Write out only the lines from the top of the listing below through the one with "Target: long reddish tail", exactly as they stand, while keeping pictures out of the copy.

Data records -
=-=-=-=-=

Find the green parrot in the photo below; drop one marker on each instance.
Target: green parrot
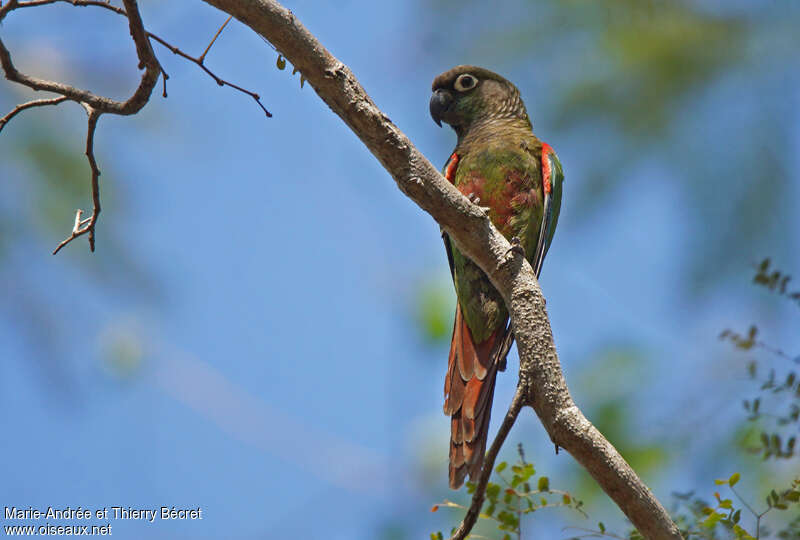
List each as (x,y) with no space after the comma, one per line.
(499,163)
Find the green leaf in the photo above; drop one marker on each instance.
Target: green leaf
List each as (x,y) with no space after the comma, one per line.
(544,484)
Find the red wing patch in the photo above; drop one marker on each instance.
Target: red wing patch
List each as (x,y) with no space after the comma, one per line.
(450,168)
(546,170)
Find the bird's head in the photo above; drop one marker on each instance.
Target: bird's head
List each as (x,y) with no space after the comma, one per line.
(466,96)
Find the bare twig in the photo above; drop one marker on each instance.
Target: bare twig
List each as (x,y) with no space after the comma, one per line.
(82,227)
(29,105)
(103,104)
(94,104)
(199,61)
(221,28)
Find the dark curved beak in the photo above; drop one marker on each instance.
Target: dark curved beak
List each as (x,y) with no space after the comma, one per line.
(440,103)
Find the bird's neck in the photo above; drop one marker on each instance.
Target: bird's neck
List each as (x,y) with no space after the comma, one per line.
(485,130)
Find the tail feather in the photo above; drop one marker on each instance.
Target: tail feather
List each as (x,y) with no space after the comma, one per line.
(469,390)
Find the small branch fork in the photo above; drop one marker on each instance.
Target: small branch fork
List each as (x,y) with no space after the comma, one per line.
(84,226)
(97,105)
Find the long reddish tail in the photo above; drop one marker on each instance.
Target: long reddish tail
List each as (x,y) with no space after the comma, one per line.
(468,391)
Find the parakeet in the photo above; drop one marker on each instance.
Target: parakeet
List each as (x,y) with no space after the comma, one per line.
(499,163)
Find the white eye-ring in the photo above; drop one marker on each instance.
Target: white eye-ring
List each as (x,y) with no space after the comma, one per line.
(465,82)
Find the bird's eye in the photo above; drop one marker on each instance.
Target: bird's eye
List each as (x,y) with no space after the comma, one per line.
(465,82)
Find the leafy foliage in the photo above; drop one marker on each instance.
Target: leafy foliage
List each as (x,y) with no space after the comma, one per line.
(515,492)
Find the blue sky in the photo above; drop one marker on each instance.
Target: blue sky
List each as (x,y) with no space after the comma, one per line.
(244,340)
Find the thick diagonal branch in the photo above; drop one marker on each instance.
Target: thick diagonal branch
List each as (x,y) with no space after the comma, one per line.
(472,230)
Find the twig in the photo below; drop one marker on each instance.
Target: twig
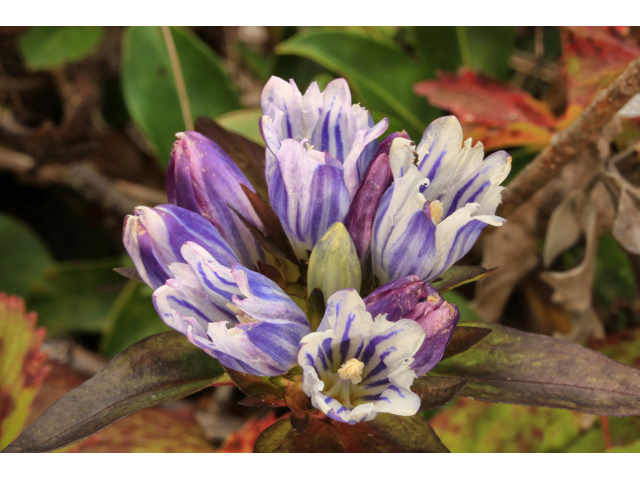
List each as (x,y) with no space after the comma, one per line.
(566,144)
(177,75)
(606,433)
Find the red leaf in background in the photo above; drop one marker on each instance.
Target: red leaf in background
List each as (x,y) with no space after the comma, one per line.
(23,365)
(497,114)
(592,57)
(477,98)
(243,440)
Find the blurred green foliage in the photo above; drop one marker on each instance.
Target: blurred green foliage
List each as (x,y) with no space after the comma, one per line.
(52,47)
(23,256)
(149,85)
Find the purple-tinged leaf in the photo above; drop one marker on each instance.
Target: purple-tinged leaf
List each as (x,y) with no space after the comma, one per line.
(464,337)
(387,433)
(510,366)
(459,275)
(437,391)
(272,225)
(155,370)
(253,385)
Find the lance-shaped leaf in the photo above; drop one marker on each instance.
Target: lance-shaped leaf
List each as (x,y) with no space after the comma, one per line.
(464,337)
(155,370)
(459,275)
(510,366)
(437,391)
(387,433)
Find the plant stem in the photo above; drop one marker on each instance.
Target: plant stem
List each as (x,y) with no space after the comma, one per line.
(177,75)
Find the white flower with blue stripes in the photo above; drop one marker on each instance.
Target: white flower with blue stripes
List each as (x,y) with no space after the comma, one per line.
(355,366)
(442,196)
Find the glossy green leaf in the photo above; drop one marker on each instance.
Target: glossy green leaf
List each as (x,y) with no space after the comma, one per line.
(156,370)
(510,366)
(467,313)
(483,49)
(438,49)
(243,122)
(132,318)
(437,391)
(23,257)
(51,47)
(76,296)
(490,49)
(383,77)
(459,275)
(464,337)
(386,433)
(149,87)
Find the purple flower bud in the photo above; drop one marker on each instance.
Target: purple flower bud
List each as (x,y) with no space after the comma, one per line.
(410,298)
(202,178)
(154,236)
(363,208)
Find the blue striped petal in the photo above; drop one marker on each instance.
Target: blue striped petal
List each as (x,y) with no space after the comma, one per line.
(202,178)
(236,315)
(153,238)
(355,367)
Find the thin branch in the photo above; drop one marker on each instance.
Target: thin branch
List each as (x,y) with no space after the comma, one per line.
(177,75)
(565,145)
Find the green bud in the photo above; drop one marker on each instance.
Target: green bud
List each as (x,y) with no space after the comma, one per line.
(334,263)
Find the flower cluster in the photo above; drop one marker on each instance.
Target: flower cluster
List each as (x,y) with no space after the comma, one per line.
(356,210)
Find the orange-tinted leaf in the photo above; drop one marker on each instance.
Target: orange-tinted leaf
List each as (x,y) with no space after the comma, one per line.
(495,113)
(243,440)
(593,57)
(22,365)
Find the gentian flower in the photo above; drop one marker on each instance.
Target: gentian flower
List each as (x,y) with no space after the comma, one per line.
(356,366)
(334,263)
(319,146)
(202,178)
(441,198)
(153,238)
(234,314)
(409,297)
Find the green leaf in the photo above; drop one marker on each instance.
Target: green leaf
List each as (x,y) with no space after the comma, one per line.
(247,154)
(156,370)
(383,77)
(253,385)
(510,366)
(437,391)
(466,312)
(23,257)
(463,338)
(51,47)
(386,433)
(76,296)
(149,87)
(459,275)
(483,49)
(22,365)
(243,122)
(131,319)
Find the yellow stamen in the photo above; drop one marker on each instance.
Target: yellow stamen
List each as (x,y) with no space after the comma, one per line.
(352,370)
(436,211)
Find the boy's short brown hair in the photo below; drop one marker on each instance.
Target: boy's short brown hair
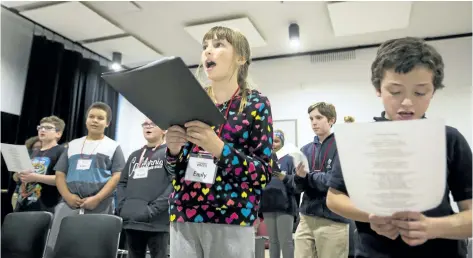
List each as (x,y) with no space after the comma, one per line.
(405,54)
(101,106)
(326,109)
(56,121)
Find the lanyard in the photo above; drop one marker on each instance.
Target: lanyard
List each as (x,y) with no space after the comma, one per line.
(325,156)
(226,112)
(149,156)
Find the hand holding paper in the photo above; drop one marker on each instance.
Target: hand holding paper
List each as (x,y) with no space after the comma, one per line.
(28,176)
(175,138)
(16,157)
(204,136)
(383,226)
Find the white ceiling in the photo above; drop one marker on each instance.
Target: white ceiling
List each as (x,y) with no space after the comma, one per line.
(161,26)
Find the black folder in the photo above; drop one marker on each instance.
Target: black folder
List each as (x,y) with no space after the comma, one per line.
(166,92)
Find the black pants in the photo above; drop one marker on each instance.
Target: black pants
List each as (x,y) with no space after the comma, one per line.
(157,242)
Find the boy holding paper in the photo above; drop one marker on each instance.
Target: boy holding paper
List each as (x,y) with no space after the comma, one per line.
(406,73)
(38,190)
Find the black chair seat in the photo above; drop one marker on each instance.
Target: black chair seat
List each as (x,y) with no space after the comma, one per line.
(88,236)
(24,234)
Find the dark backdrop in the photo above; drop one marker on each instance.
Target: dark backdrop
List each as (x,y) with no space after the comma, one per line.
(59,82)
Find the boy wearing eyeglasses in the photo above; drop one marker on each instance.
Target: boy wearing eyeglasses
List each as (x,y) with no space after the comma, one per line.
(143,193)
(38,191)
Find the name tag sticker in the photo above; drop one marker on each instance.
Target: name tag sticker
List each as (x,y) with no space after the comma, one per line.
(83,164)
(140,173)
(201,169)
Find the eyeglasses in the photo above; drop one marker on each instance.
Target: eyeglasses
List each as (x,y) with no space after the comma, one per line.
(146,125)
(46,128)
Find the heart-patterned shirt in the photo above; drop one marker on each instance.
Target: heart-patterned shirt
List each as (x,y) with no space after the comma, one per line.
(243,170)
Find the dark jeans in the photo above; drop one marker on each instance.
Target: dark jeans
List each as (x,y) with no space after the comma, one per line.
(157,242)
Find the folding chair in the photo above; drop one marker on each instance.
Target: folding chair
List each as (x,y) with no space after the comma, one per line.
(24,234)
(88,235)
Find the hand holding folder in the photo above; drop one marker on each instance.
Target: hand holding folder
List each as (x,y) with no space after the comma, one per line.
(167,93)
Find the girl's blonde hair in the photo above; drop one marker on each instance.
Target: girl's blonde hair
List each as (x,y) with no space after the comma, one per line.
(242,50)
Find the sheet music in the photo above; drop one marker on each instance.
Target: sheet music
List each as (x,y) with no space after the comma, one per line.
(393,166)
(16,157)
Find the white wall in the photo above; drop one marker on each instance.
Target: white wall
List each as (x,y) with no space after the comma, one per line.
(16,40)
(292,84)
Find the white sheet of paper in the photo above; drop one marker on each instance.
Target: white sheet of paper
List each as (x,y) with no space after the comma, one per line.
(16,157)
(393,166)
(298,157)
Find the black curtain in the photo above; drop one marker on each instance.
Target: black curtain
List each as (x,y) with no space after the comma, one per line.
(59,82)
(62,82)
(8,134)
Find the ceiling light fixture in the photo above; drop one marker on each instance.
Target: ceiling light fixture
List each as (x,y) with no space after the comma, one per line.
(116,61)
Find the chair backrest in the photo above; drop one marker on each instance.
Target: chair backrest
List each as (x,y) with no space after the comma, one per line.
(24,234)
(88,235)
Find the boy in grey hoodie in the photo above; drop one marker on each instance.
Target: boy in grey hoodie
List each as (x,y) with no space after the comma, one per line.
(143,193)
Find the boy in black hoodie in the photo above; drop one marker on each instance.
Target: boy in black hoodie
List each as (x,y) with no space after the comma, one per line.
(406,73)
(143,193)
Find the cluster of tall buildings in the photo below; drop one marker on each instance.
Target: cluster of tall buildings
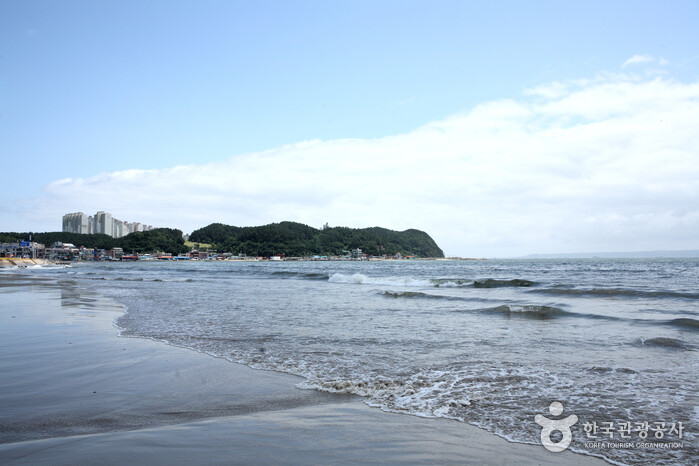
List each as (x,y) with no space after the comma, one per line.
(101,222)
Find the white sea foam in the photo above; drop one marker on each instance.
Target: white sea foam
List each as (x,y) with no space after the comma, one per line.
(361,279)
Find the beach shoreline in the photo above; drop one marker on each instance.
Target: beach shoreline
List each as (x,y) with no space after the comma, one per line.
(74,391)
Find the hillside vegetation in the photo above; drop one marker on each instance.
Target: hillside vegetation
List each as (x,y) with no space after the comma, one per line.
(296,239)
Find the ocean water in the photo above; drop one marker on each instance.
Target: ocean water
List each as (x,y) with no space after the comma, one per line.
(490,343)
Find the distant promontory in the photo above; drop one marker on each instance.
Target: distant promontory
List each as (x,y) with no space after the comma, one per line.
(297,239)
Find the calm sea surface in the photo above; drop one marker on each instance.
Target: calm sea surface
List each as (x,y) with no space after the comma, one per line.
(491,343)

=-=-=-=-=

Reply to the task -
Find the green parrot in the photo below; drop one marker on each instance.
Target: green parrot
List each as (x,y) with no space after the comma, one per line.
(499,163)
Find the green leaf in the photo above; drop one marker on each instance.
Target: green leaf
List each as (x,y) with no space after the comma, one per line.
(544,484)
Find the red wing patch in the photo above; drop one marker on each instance.
Target: red wing patch
List each as (x,y) with no space after the comma, one per line.
(450,168)
(546,170)
Find the bird's head in the photo above; drop one marker on each instance.
Target: bird's head
List each as (x,y) with no space after the comma, one per line.
(466,96)
Find the bare twig in the photo above; drop one marker on each instance.
Target: bare twig
List each as (x,y) with no space after the comma, one per line.
(82,227)
(29,105)
(103,104)
(94,104)
(199,61)
(221,28)
Find the dark curved beak in the photo above; drop one marker on each instance.
Target: dark curved beak
List each as (x,y) with no space after the comma, one per line.
(440,103)
Find the bird's neck in the photo above; drop one marker on each instance.
Target: bird's neck
List each as (x,y) with no space after the comma, one per line.
(485,130)
Find the tail feather in the photo above; drop one marker on each instance.
Target: tail feather
List each as (x,y) with no space after the comma, one per line.
(469,390)
Find the small branch fork in the photo above; drop one marker on each instance.
Target: small branch fork
List each as (x,y) with no space after the comma, one per line.
(84,226)
(97,105)
Find the long reddish tail in the photo above; drop one marker on each instance.
Target: long reddish tail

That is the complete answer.